EXERCISE AIM |
Copy the data below word for word, but leave out the pictures.

===

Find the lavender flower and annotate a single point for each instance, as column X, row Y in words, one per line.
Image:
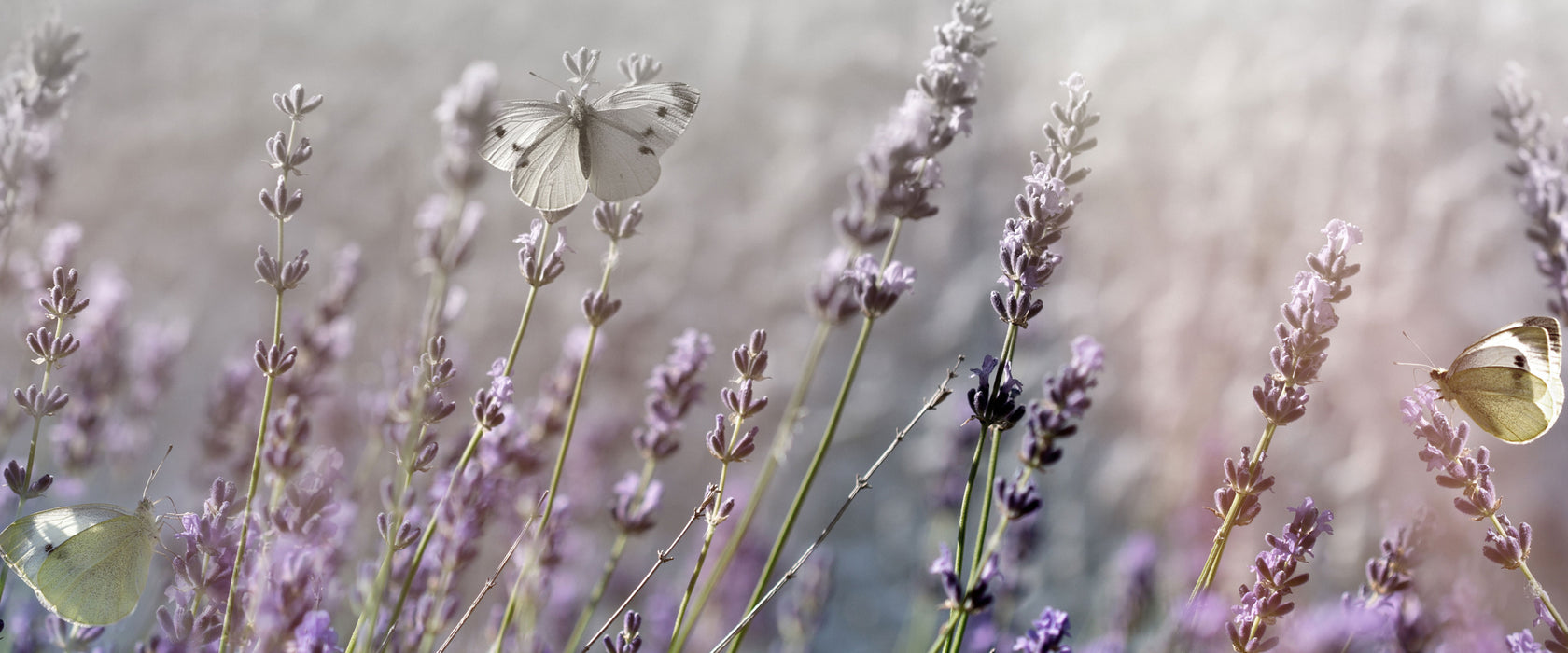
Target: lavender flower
column 465, row 115
column 34, row 96
column 1540, row 170
column 1046, row 634
column 960, row 600
column 673, row 389
column 193, row 618
column 875, row 288
column 1065, row 403
column 1275, row 577
column 1043, row 210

===

WORKED ANSWER |
Find the lavender flower and annotate a single point for each instance, as column X, row Y in words, one per line.
Image:
Target: lavender flower
column 465, row 115
column 34, row 96
column 1540, row 170
column 1046, row 634
column 960, row 600
column 673, row 389
column 193, row 618
column 875, row 288
column 1065, row 403
column 1275, row 577
column 1043, row 210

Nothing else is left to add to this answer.